WORK TASK =
Find "the flat rooftop" in the data, then restate the line it sits in and every later line word for word, ending with the last line.

**** DATA EXTRACT ****

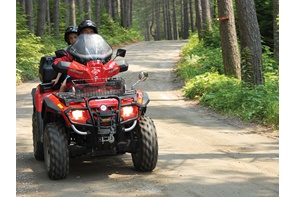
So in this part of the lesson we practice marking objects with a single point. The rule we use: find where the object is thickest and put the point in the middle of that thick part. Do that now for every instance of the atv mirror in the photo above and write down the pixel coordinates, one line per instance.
(60, 53)
(121, 52)
(143, 76)
(62, 67)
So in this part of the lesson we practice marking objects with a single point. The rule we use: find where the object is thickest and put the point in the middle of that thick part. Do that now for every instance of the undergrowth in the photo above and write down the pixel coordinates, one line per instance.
(202, 70)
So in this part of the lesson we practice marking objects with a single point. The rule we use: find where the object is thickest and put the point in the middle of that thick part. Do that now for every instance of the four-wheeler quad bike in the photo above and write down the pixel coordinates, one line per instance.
(99, 116)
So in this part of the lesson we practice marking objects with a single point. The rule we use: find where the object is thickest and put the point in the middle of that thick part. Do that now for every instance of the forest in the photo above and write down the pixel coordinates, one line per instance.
(224, 65)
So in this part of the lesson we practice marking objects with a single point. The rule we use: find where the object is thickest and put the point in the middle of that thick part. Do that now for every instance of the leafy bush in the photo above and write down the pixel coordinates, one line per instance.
(30, 48)
(202, 69)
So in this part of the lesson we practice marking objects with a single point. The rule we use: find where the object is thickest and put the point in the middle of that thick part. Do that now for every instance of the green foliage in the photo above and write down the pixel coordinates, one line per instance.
(114, 33)
(198, 59)
(229, 95)
(30, 48)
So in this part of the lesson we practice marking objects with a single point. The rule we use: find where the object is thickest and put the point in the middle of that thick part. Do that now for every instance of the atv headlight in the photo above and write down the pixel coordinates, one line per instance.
(79, 115)
(129, 112)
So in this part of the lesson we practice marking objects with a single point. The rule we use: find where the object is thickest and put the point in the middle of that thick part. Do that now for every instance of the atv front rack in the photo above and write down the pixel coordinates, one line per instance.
(98, 87)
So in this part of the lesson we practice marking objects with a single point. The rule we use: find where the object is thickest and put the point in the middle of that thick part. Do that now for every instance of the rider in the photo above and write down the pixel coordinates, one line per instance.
(85, 27)
(70, 37)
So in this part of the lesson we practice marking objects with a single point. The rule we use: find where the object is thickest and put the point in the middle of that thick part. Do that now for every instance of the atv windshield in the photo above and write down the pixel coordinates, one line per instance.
(90, 47)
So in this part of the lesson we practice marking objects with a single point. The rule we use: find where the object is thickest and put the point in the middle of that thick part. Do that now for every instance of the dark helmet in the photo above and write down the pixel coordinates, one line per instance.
(69, 30)
(87, 23)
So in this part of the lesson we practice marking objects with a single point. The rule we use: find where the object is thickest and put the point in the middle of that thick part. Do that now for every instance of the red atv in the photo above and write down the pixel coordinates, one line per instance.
(99, 116)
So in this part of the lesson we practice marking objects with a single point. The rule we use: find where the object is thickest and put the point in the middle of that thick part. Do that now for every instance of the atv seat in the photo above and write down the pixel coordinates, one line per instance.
(47, 73)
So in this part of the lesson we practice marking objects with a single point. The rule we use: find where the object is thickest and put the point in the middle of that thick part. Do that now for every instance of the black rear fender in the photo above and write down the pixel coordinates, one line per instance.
(123, 65)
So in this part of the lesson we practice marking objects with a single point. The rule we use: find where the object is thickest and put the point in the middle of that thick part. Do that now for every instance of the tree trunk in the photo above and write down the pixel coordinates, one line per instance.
(175, 26)
(48, 17)
(114, 10)
(206, 15)
(126, 13)
(251, 51)
(276, 29)
(98, 4)
(191, 9)
(199, 21)
(80, 6)
(228, 38)
(169, 26)
(67, 12)
(185, 34)
(72, 13)
(30, 15)
(41, 20)
(56, 18)
(88, 12)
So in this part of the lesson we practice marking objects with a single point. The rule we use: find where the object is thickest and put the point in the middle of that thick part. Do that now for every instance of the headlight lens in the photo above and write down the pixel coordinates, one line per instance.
(79, 115)
(129, 112)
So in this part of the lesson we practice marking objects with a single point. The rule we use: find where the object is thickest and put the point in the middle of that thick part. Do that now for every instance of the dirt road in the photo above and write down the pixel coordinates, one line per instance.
(201, 154)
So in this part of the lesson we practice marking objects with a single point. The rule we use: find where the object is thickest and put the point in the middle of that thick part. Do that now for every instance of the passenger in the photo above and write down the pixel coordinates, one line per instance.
(70, 37)
(85, 27)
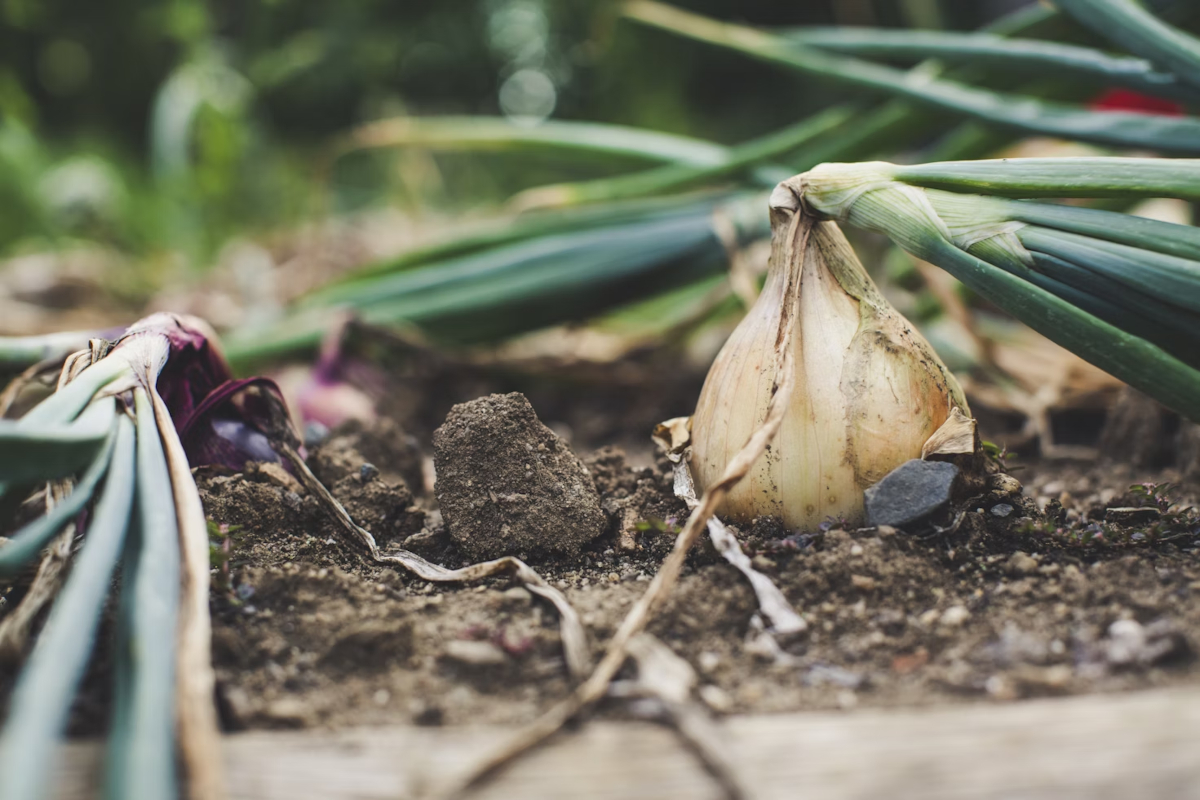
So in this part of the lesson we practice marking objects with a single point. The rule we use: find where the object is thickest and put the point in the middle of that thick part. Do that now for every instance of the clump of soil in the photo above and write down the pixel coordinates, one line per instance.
(509, 486)
(1047, 590)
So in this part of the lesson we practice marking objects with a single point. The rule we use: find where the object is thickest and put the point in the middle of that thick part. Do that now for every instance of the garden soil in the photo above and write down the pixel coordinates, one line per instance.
(1038, 590)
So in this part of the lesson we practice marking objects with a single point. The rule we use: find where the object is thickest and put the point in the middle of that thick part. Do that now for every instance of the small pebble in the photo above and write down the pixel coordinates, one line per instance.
(863, 582)
(715, 698)
(1021, 564)
(708, 661)
(954, 617)
(1132, 516)
(1003, 483)
(517, 596)
(475, 654)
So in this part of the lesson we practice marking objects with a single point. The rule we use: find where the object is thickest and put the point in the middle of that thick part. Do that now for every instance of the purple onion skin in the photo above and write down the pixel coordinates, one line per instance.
(220, 420)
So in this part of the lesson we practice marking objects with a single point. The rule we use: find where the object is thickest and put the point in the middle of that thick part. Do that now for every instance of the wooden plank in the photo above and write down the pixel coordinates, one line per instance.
(1141, 745)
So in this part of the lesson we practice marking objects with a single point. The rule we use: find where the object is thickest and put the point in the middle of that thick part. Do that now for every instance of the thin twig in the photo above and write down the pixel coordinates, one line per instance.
(199, 734)
(575, 641)
(671, 680)
(595, 687)
(16, 626)
(18, 384)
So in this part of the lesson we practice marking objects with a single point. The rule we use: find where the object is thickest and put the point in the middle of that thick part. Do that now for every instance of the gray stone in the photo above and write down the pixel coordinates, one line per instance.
(1132, 516)
(911, 493)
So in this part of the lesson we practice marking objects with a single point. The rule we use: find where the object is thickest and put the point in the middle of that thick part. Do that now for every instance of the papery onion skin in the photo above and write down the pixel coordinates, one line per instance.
(869, 389)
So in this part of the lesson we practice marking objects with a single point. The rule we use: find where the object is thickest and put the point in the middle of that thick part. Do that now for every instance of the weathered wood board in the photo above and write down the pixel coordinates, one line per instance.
(1143, 745)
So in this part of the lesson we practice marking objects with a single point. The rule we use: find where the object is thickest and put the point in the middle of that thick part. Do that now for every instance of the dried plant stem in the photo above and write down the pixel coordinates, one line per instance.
(589, 692)
(199, 735)
(18, 384)
(669, 679)
(15, 627)
(575, 641)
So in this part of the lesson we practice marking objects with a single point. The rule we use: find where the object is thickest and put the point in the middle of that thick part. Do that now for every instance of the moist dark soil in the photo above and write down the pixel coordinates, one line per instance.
(1027, 590)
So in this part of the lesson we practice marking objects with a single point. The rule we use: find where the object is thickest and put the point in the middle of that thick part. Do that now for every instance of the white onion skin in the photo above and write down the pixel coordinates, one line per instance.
(869, 391)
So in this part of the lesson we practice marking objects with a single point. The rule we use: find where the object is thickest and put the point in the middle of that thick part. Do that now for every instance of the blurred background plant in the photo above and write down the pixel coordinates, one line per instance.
(469, 170)
(166, 130)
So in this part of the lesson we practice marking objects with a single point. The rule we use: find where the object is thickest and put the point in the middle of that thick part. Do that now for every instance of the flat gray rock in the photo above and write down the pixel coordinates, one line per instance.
(911, 493)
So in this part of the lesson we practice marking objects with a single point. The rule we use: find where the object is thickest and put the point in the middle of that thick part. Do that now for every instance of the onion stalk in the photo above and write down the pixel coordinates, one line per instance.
(1121, 292)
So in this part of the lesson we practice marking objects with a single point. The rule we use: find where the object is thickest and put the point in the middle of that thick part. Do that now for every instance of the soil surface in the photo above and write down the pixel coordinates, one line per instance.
(1071, 583)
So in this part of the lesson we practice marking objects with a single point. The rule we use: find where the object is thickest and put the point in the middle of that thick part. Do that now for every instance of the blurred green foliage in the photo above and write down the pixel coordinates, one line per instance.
(172, 126)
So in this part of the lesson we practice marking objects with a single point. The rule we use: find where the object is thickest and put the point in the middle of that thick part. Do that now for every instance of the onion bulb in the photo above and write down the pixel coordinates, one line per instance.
(869, 389)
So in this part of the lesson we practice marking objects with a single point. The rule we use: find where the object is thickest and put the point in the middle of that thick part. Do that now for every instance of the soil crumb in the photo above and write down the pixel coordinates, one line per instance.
(1084, 579)
(509, 486)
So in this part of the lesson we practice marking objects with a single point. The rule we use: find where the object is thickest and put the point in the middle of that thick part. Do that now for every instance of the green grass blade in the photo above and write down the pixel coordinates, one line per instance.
(28, 542)
(45, 691)
(531, 283)
(142, 752)
(1169, 280)
(1125, 355)
(1134, 28)
(1000, 52)
(1175, 331)
(65, 404)
(1061, 176)
(549, 281)
(499, 233)
(53, 451)
(1155, 235)
(25, 350)
(503, 136)
(678, 176)
(1177, 134)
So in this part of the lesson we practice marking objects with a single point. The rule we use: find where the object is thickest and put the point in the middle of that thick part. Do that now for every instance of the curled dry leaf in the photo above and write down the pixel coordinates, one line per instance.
(957, 437)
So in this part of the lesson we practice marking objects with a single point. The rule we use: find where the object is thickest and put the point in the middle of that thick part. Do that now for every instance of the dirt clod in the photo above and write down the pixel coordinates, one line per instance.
(509, 486)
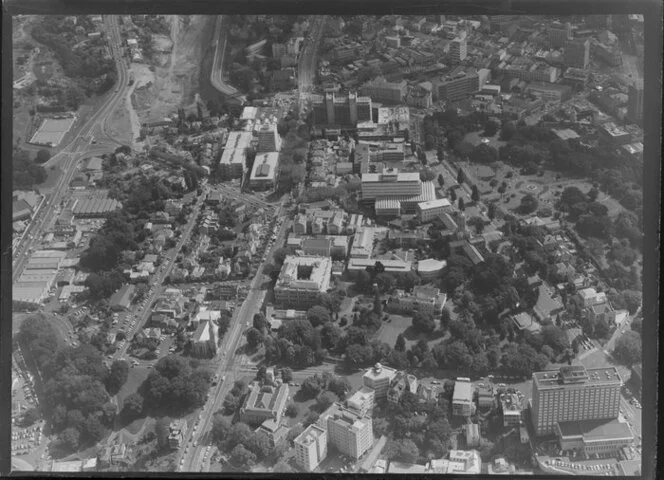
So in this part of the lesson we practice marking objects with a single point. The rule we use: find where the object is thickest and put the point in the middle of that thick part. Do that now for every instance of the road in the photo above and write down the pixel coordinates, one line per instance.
(217, 71)
(71, 154)
(230, 364)
(307, 63)
(158, 279)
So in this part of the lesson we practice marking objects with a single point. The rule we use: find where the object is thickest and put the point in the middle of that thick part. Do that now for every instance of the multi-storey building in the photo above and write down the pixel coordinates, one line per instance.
(576, 53)
(349, 432)
(264, 403)
(459, 87)
(379, 378)
(234, 157)
(635, 102)
(311, 447)
(362, 401)
(550, 92)
(574, 394)
(381, 90)
(600, 438)
(427, 211)
(458, 50)
(176, 431)
(511, 406)
(607, 54)
(268, 138)
(264, 171)
(390, 183)
(302, 280)
(558, 34)
(462, 398)
(347, 111)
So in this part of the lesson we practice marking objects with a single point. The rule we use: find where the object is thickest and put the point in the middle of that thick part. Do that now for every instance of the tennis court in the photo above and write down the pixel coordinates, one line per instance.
(52, 131)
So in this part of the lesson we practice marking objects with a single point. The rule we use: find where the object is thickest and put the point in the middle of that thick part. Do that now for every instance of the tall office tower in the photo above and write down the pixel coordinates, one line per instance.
(458, 49)
(635, 102)
(350, 433)
(559, 33)
(311, 447)
(577, 53)
(574, 394)
(329, 107)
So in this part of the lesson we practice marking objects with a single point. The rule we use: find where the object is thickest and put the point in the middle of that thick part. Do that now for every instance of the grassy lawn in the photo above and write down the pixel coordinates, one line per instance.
(474, 138)
(137, 376)
(390, 330)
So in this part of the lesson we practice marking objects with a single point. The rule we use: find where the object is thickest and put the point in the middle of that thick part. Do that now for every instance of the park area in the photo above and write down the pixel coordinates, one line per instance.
(52, 131)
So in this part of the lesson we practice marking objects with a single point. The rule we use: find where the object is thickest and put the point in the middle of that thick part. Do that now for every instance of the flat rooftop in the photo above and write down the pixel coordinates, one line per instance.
(576, 374)
(463, 392)
(596, 430)
(438, 203)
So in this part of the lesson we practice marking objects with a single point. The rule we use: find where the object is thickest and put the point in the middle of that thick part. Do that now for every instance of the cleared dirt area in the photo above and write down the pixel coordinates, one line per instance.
(174, 82)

****

RESULT OF THIS EXERCISE =
So in this part of the lesson we practice marking objects with a single point. The rule we use: find where the object is thickest and put the point in the middle of that thick part. Do that now for every instance of the flat rooftop in the photo above and write down the pixel coordinates, one line per instance.
(576, 374)
(463, 392)
(596, 430)
(438, 203)
So in this part of the lesson we practice marking objects with a single point. The rule we use: find where the object is thickest and put the point in the middle of that thick part. Do that now for every instance of the cleared dirt area in the photo above and write down the pixel coordinates, one line per instance.
(174, 82)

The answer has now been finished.